Text provided>
┄┄┄┄┄┄

I guess I’ll have to continue grumbling intermittently whenever I use Win 10. Fortunately, I have plenty of practice with that.

Weekly output: watching baseball online, broadband privacy, Apple secrecy, Comcast wireless, Tech Night Owl

This week saw me at two Opening Days: On Monday, I attended the Nats’ home opener, and today I kicked off the 2017 lawn-mowing season. In both cases, I’m worried we’re going to fade down the stretch.

4/3/2017: The cheapest way to watch baseball online, Yahoo Finance

For once, I had good things to say about the availability of sports programming online, thanks to many regional sports networks now showing up on services like Sling TV, PlayStation Vue and DirecTV Now. Alas, the Nats’ Mid-Atlantic Sports Network is not among them.

4/5/2017: Broadband privacy, Al Jazeera

I talked about the swift, Republican-led dispatch of privacy regulations for the Arabic news network.

4/6/2017: How Apple’s secrecy can hurt consumers, Yahoo Finance

Apple’s unprecedented revelation of even broad details about the next Mac Pro and iMac kicked off this post about the unhelpful hangup many tech companies–no, not just Apple–have about keeping customers in the loop.

┄┄┄┄┄┄

Data shown>
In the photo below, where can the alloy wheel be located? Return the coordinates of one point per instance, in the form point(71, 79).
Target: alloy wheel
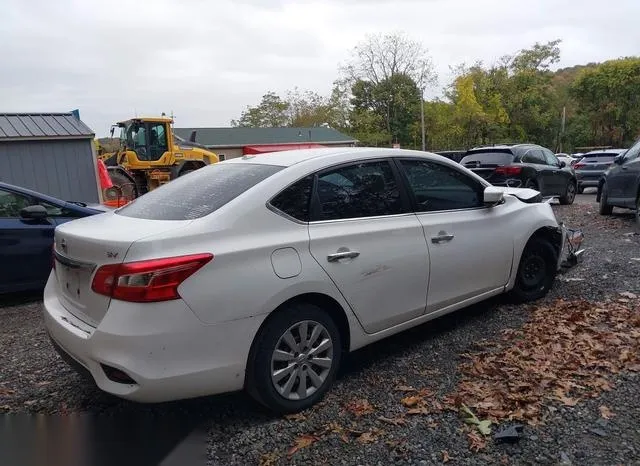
point(302, 360)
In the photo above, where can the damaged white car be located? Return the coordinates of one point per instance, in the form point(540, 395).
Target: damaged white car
point(260, 273)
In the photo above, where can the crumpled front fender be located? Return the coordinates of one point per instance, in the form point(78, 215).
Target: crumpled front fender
point(571, 251)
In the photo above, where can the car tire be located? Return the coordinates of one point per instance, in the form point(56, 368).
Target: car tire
point(536, 271)
point(269, 359)
point(569, 195)
point(603, 207)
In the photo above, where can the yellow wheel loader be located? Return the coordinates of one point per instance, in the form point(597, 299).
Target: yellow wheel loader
point(150, 155)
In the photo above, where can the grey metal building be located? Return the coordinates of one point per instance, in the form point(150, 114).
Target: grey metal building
point(52, 153)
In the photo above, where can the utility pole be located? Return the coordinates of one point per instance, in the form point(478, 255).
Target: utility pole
point(424, 147)
point(564, 119)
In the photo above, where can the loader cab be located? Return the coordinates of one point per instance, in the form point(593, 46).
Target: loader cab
point(148, 139)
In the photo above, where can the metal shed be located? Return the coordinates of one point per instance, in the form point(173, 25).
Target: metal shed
point(52, 153)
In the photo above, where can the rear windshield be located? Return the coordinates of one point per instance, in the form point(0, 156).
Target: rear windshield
point(199, 193)
point(488, 158)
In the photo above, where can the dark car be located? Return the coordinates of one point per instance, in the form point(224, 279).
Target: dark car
point(593, 164)
point(524, 166)
point(619, 186)
point(27, 221)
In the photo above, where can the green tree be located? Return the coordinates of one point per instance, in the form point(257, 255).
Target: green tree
point(609, 97)
point(272, 111)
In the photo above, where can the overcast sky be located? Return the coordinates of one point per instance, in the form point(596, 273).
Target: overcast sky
point(205, 60)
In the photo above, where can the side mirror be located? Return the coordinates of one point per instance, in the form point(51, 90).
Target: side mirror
point(493, 195)
point(34, 212)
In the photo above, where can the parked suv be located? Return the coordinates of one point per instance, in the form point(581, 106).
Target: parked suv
point(620, 184)
point(591, 167)
point(523, 166)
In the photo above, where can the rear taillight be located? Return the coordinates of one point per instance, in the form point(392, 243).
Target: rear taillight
point(508, 170)
point(147, 281)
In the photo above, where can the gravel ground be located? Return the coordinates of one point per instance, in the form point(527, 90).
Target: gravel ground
point(346, 427)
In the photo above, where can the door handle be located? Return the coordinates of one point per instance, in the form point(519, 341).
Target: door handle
point(441, 238)
point(342, 255)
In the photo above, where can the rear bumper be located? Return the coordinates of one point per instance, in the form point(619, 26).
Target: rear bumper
point(163, 347)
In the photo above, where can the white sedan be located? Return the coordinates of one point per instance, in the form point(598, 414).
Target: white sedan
point(260, 273)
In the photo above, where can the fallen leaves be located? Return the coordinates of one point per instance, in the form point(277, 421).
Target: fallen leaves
point(605, 412)
point(476, 441)
point(359, 407)
point(411, 401)
point(566, 353)
point(302, 442)
point(484, 426)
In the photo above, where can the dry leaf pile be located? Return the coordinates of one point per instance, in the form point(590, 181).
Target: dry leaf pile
point(568, 351)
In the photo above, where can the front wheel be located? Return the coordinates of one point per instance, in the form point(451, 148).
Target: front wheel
point(536, 272)
point(570, 194)
point(295, 359)
point(603, 207)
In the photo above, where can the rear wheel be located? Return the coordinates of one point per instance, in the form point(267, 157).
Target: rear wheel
point(604, 207)
point(128, 188)
point(569, 195)
point(295, 359)
point(536, 272)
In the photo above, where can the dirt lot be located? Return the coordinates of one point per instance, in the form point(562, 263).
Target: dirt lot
point(393, 401)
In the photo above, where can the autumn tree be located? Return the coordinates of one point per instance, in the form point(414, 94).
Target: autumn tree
point(272, 111)
point(609, 97)
point(387, 74)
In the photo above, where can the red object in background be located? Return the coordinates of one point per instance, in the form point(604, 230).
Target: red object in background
point(264, 148)
point(103, 173)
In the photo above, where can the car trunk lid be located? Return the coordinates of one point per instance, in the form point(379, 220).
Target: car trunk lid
point(84, 245)
point(485, 163)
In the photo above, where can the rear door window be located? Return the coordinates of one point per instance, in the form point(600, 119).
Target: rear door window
point(436, 187)
point(365, 189)
point(602, 157)
point(487, 158)
point(199, 193)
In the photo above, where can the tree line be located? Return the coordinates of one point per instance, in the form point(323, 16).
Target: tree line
point(519, 98)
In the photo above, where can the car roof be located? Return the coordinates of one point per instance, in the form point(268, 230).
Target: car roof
point(49, 199)
point(605, 151)
point(293, 157)
point(502, 147)
point(29, 192)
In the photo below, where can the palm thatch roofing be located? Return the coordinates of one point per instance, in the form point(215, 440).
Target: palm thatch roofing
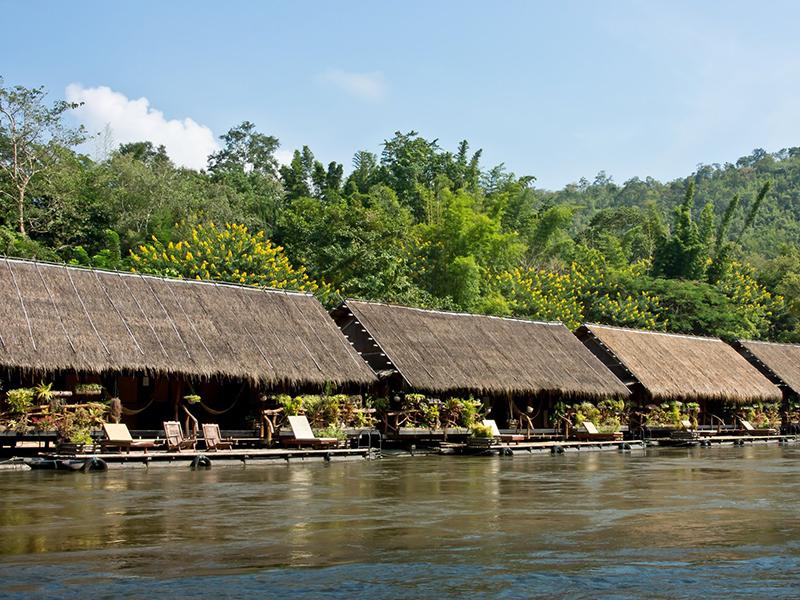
point(444, 352)
point(780, 362)
point(681, 367)
point(56, 318)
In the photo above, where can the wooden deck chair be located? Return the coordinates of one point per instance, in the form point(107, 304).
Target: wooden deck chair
point(118, 436)
point(502, 437)
point(589, 432)
point(214, 439)
point(174, 436)
point(750, 430)
point(303, 436)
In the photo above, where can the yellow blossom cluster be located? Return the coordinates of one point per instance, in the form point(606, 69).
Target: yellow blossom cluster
point(227, 253)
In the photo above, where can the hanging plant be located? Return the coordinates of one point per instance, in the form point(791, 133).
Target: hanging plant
point(20, 400)
point(89, 389)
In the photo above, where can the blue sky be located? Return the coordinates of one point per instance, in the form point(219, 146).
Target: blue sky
point(558, 90)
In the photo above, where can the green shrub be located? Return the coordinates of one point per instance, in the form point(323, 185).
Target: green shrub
point(20, 400)
point(479, 430)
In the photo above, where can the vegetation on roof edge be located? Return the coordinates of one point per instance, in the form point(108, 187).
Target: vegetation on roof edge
point(715, 253)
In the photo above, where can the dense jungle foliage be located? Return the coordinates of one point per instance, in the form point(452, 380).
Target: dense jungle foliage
point(713, 253)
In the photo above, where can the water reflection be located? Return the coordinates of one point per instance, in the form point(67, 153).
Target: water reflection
point(525, 518)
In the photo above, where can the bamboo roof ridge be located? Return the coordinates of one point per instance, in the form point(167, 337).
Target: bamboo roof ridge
point(57, 317)
point(449, 352)
point(683, 367)
point(781, 361)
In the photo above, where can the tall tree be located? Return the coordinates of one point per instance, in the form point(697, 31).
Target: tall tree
point(31, 135)
point(246, 150)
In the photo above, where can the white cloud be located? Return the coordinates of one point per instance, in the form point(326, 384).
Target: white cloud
point(364, 86)
point(188, 143)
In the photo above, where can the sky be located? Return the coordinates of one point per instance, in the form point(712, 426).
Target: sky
point(557, 90)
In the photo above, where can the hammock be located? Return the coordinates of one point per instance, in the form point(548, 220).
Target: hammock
point(215, 412)
point(130, 412)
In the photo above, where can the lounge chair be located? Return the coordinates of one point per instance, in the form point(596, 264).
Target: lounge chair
point(214, 439)
point(303, 436)
point(588, 432)
point(118, 436)
point(174, 436)
point(502, 437)
point(750, 430)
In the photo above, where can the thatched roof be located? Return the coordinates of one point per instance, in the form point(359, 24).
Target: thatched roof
point(781, 362)
point(56, 317)
point(681, 367)
point(449, 352)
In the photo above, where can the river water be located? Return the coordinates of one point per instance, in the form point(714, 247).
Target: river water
point(663, 523)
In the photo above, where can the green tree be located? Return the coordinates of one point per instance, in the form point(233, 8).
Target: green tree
point(31, 135)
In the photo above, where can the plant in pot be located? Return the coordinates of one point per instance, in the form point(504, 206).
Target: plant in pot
point(89, 389)
point(479, 430)
point(20, 400)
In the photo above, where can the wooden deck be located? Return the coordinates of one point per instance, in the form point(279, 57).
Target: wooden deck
point(243, 456)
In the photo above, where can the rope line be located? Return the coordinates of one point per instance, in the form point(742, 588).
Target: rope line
point(22, 303)
point(188, 320)
point(55, 309)
point(144, 314)
point(119, 314)
point(86, 312)
point(169, 316)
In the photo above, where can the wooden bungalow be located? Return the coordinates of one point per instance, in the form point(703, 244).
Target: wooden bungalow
point(780, 363)
point(151, 341)
point(662, 368)
point(515, 365)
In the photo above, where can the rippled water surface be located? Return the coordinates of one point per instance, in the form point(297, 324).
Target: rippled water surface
point(663, 523)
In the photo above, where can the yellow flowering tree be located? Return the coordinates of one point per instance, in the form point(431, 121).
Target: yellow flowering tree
point(224, 253)
point(583, 291)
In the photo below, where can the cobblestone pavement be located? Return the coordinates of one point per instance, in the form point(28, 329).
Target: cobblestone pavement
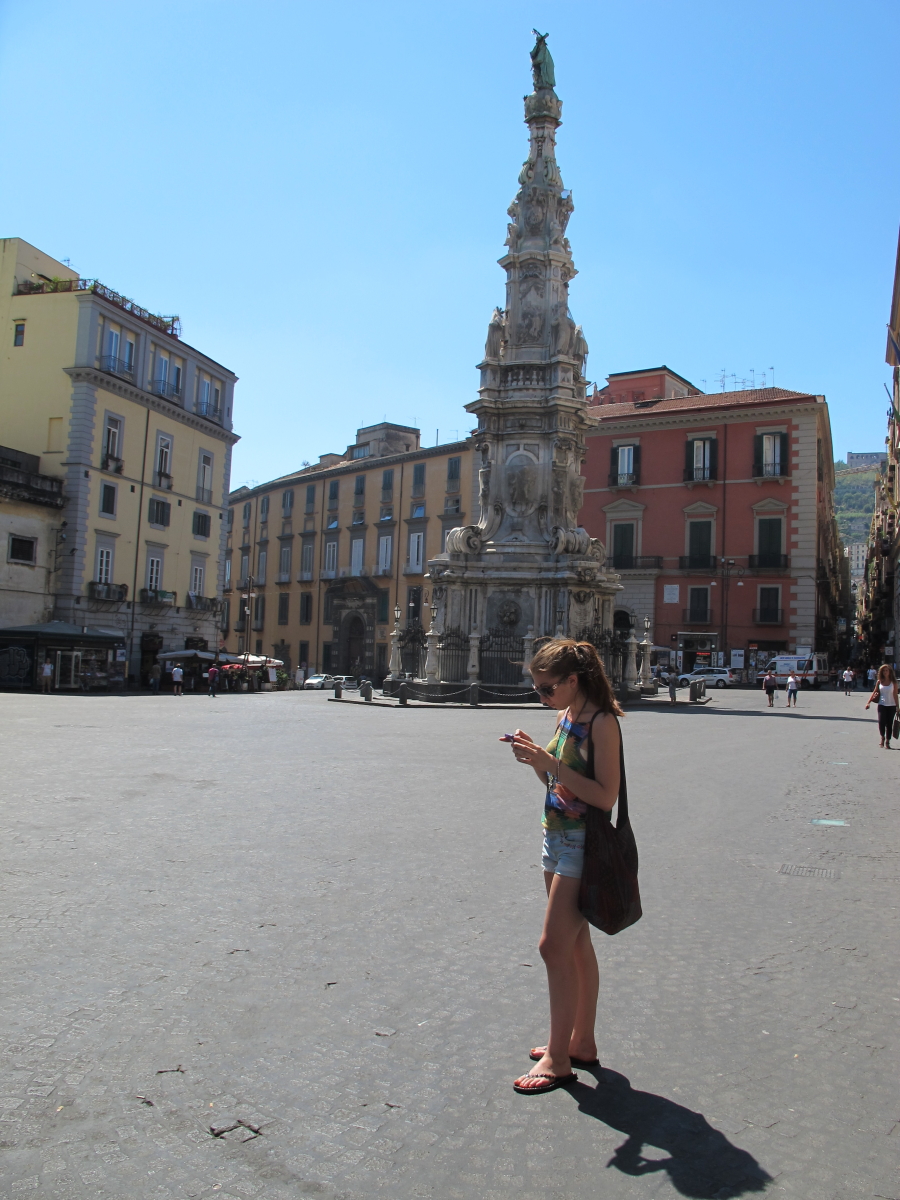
point(315, 925)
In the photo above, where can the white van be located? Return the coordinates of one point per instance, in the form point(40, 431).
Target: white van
point(810, 669)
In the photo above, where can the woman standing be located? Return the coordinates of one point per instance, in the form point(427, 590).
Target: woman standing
point(885, 691)
point(569, 677)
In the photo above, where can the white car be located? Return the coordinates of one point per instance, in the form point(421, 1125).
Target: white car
point(318, 682)
point(713, 677)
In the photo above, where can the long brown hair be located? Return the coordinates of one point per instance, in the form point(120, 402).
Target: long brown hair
point(563, 657)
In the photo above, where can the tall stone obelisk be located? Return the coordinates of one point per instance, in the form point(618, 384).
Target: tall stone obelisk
point(527, 567)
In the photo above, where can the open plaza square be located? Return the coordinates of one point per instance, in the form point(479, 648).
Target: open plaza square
point(274, 946)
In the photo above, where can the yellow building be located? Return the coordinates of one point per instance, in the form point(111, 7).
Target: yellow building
point(331, 550)
point(137, 425)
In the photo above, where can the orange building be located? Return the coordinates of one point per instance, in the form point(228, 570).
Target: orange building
point(717, 511)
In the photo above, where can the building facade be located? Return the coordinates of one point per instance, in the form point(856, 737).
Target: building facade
point(136, 427)
point(325, 556)
point(717, 511)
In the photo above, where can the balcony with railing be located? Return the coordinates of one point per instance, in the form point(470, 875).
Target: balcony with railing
point(695, 616)
point(636, 562)
point(769, 562)
point(768, 616)
point(117, 592)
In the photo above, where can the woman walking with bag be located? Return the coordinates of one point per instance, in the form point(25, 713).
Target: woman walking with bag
point(570, 677)
point(885, 691)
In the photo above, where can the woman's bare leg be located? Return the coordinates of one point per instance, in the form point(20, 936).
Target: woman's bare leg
point(562, 925)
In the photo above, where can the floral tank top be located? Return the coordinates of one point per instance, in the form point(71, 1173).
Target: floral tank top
point(562, 809)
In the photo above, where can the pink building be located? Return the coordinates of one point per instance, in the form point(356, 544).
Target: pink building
point(717, 511)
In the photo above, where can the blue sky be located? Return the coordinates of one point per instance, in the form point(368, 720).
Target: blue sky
point(319, 191)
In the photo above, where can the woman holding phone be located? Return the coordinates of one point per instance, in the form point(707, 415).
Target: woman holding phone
point(569, 677)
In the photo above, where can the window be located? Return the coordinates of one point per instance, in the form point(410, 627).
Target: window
point(154, 573)
point(107, 499)
point(623, 546)
point(701, 459)
point(22, 550)
point(204, 478)
point(112, 438)
point(417, 551)
point(699, 605)
point(160, 513)
point(771, 455)
point(201, 525)
point(105, 564)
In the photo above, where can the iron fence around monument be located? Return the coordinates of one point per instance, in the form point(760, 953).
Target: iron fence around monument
point(502, 654)
point(454, 648)
point(611, 648)
point(413, 651)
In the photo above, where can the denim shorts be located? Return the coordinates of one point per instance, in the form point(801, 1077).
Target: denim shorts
point(563, 852)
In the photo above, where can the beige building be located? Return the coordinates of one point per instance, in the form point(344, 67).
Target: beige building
point(135, 426)
point(334, 549)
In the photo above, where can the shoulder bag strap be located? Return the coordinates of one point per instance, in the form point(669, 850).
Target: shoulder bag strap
point(623, 784)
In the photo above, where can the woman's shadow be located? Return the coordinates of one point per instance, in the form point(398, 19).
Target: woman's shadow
point(702, 1163)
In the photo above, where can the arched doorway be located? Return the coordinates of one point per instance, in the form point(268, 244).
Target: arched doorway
point(355, 657)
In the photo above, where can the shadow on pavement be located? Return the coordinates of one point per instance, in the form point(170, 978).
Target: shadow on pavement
point(702, 1163)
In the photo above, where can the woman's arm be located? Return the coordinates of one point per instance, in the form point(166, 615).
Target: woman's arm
point(600, 792)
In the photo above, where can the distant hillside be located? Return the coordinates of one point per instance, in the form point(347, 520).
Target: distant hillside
point(855, 503)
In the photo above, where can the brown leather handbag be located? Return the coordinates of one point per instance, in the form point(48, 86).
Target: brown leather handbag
point(609, 897)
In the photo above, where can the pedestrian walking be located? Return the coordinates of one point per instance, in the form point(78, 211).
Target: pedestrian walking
point(46, 676)
point(569, 677)
point(885, 691)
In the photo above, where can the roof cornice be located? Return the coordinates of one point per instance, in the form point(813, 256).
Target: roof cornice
point(138, 396)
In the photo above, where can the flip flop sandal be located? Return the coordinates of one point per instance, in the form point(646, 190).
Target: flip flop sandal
point(551, 1086)
point(537, 1055)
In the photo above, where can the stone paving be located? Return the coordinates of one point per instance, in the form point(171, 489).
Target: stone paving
point(313, 927)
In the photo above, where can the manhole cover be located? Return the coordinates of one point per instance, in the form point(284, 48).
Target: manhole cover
point(813, 873)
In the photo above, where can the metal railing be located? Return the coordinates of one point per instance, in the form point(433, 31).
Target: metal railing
point(768, 616)
point(636, 562)
point(696, 563)
point(769, 561)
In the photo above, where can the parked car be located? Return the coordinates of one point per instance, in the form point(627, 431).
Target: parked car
point(713, 677)
point(318, 681)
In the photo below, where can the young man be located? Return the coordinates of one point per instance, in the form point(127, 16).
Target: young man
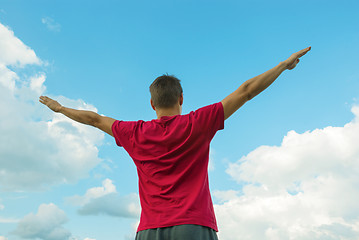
point(171, 154)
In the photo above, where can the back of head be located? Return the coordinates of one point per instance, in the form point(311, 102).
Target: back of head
point(165, 91)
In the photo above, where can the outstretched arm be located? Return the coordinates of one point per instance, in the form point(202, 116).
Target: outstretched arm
point(256, 85)
point(81, 116)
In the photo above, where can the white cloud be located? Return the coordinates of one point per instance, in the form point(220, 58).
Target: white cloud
point(106, 200)
point(14, 51)
point(51, 24)
point(45, 224)
point(307, 188)
point(42, 147)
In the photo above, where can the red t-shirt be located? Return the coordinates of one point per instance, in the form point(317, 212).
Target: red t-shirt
point(171, 155)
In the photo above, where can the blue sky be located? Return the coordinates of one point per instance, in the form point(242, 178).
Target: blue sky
point(278, 153)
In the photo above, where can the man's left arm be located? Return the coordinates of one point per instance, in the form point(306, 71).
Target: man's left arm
point(82, 116)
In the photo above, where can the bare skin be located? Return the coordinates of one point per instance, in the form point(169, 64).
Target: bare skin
point(231, 103)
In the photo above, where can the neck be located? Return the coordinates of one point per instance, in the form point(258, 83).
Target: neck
point(162, 112)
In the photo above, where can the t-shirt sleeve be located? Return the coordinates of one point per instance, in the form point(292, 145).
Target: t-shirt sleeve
point(122, 132)
point(210, 118)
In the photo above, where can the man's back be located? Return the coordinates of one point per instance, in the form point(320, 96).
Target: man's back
point(171, 155)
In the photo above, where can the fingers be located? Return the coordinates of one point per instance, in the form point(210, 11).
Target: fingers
point(303, 52)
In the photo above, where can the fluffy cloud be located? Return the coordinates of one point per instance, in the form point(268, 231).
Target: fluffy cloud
point(14, 51)
point(51, 24)
point(307, 188)
point(45, 224)
point(106, 200)
point(42, 147)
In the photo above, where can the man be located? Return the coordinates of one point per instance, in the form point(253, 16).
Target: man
point(171, 154)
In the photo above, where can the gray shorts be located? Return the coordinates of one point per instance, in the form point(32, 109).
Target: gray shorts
point(180, 232)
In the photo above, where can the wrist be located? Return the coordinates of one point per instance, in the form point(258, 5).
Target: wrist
point(283, 66)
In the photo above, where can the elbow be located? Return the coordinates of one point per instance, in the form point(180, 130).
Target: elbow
point(94, 120)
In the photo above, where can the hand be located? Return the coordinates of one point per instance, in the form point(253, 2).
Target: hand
point(50, 103)
point(293, 60)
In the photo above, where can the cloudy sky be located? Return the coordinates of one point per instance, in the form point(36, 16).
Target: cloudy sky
point(286, 166)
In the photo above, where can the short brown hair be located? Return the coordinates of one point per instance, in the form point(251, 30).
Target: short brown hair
point(165, 91)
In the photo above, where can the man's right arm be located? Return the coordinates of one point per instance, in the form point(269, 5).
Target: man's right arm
point(256, 85)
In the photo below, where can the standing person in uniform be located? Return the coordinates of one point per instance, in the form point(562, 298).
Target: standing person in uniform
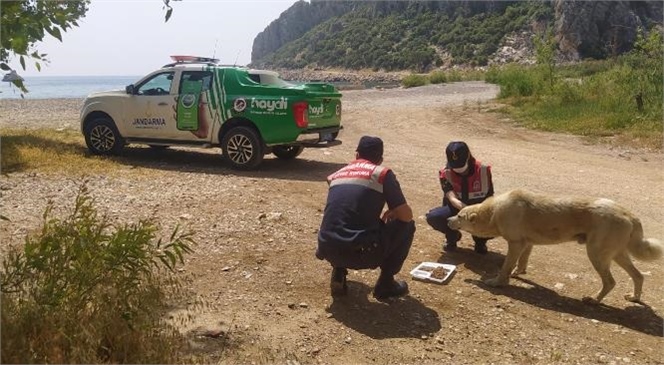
point(465, 181)
point(354, 235)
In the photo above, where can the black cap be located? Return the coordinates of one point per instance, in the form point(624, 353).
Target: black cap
point(457, 154)
point(370, 148)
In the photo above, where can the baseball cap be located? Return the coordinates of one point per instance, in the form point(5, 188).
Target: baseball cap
point(370, 148)
point(457, 154)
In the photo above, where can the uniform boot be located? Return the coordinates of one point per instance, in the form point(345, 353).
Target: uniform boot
point(387, 287)
point(338, 286)
point(480, 247)
point(451, 240)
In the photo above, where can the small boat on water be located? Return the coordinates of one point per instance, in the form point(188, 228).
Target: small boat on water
point(12, 76)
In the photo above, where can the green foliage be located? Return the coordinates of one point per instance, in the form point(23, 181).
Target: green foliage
point(84, 291)
point(25, 23)
point(414, 80)
point(617, 97)
point(515, 80)
point(545, 51)
point(438, 77)
point(408, 35)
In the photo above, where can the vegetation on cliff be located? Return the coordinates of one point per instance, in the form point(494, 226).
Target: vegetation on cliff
point(408, 35)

┄┄┄┄┄┄

Set exercise>
Answer these questions about the weekly output post:
1. What were the two Opening Days the writer marked this week?
2. Which sports network that carries the Nats is missing from services like Sling TV?
3. Apple revealed broad details about the next versions of which two computers?

Result below>
1. The Nats' home opener on Monday and the start of the 2017 lawn-mowing season.
2. The Mid-Atlantic Sports Network.
3. The Mac Pro and the iMac.